▸ Work required
Show each line of the records in which the word "below" occurs.

Saved data entries
■ ■ ■ ■

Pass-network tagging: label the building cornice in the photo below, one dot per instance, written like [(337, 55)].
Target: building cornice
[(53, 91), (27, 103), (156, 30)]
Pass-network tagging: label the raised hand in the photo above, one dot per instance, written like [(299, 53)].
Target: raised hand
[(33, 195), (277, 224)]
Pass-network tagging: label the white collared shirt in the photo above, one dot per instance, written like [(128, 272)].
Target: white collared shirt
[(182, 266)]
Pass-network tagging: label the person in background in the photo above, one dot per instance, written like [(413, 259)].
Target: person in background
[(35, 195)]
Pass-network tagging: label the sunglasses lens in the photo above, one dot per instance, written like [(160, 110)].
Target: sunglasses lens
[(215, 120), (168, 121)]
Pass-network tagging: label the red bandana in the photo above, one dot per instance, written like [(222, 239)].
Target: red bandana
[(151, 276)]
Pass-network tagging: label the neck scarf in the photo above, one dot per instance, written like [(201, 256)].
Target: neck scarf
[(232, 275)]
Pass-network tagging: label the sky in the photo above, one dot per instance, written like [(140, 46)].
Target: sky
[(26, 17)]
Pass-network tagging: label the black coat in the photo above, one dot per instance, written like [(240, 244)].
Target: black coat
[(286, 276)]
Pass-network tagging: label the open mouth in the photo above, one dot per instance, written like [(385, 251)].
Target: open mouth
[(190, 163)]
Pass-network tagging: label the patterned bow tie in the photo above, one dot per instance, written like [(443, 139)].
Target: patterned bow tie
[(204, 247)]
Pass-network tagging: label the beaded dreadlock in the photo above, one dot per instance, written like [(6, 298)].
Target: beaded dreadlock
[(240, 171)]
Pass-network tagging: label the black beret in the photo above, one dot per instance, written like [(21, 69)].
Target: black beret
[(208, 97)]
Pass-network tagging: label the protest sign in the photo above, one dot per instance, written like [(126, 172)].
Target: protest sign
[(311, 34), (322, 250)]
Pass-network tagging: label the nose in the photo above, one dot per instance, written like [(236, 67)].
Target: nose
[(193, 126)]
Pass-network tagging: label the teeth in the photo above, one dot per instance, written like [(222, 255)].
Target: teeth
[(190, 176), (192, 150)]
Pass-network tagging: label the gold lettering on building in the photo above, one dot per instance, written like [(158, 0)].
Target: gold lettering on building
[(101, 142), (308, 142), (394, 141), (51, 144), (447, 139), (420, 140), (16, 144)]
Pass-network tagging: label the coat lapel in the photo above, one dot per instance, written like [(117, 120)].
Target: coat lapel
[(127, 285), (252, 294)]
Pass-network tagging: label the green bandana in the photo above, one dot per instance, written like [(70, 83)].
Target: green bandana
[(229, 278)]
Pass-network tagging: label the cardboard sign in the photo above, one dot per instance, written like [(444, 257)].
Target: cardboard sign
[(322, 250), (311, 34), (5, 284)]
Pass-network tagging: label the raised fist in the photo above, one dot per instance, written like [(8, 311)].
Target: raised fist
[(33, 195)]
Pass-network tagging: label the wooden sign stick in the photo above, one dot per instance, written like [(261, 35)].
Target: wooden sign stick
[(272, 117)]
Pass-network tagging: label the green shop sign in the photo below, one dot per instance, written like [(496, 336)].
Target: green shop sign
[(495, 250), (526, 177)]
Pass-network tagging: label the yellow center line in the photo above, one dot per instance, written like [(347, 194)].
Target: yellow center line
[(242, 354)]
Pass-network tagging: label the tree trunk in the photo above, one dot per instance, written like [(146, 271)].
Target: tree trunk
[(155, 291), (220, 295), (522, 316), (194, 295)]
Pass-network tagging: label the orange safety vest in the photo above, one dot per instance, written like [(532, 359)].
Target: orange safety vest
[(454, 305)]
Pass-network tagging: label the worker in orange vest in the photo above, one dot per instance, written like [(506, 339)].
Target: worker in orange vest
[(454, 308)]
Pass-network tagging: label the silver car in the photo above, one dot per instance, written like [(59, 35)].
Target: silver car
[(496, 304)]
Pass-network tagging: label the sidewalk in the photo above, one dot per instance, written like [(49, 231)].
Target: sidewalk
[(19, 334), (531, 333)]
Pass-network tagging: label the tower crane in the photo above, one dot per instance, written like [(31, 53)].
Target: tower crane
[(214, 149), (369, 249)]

■ ■ ■ ■

▸ Answer
Pass-network tagging: label the building cornice in the photo below, one dot per instance, written like [(337, 55)].
Pass-network tagging: label the green shop sign in the photo below, one dot per instance, written like [(496, 336)].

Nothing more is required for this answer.